## SUPPLIED TEXT:
Start of Block
As we move quickly toward Thanksgiving (made a plan? Oh, right, I have to cook a turkey dinner...hmm...better get on that) and only slight more slowly toward Christmas (gifts? I have to think what to buy and afford them?) I feel ill-skilled to get all this done.

Even right now I need to tidy the living room as Fletcher has a pal coming over tomorrow. It's a pigsty in there. I just look at it and sigh. Then I sit on the couch and it adheres to me and I don't want to get up.

I can only hope I can overcome this lack of inertia and move in the vector of a job hunt. Easily the least favorite chore of my adult life.

Tuesday, November 17, 2009

Letting It Wash Over Me


My Friday (the one just a few days ago) was going pretty well. I had finished my Friday report, was getting started on another project when my boss called. I admit that I don't remember the exact words because as soon as the words "bad news" entered my ear, so did a rushing noise of doom as I was told that the CEO who started on Thursday had made some cost-cutting decisions and I was one of them. After four years at this company, I am unemployed.
End of Block
## DATA SHOWN:
Start of Block
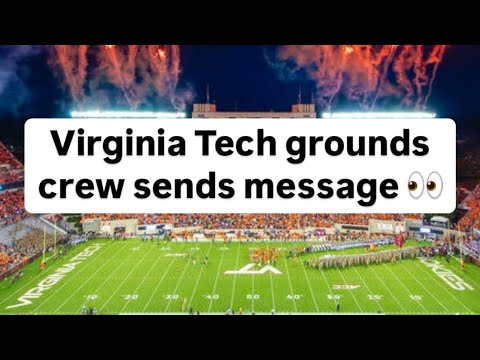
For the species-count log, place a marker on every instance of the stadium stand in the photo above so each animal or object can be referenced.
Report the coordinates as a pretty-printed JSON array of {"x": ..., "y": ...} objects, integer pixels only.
[
  {"x": 472, "y": 204},
  {"x": 252, "y": 221}
]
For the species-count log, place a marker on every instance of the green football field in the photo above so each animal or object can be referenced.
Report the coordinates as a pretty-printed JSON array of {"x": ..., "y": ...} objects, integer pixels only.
End of Block
## TASK OBJECTIVE:
Reproduce the stretch of the holiday and job-loss post from "My Friday (the" through "I am unemployed.", word for word.

## YOUR SOLUTION:
My Friday (the one just a few days ago) was going pretty well. I had finished my Friday report, was getting started on another project when my boss called. I admit that I don't remember the exact words because as soon as the words "bad news" entered my ear, so did a rushing noise of doom as I was told that the CEO who started on Thursday had made some cost-cutting decisions and I was one of them. After four years at this company, I am unemployed.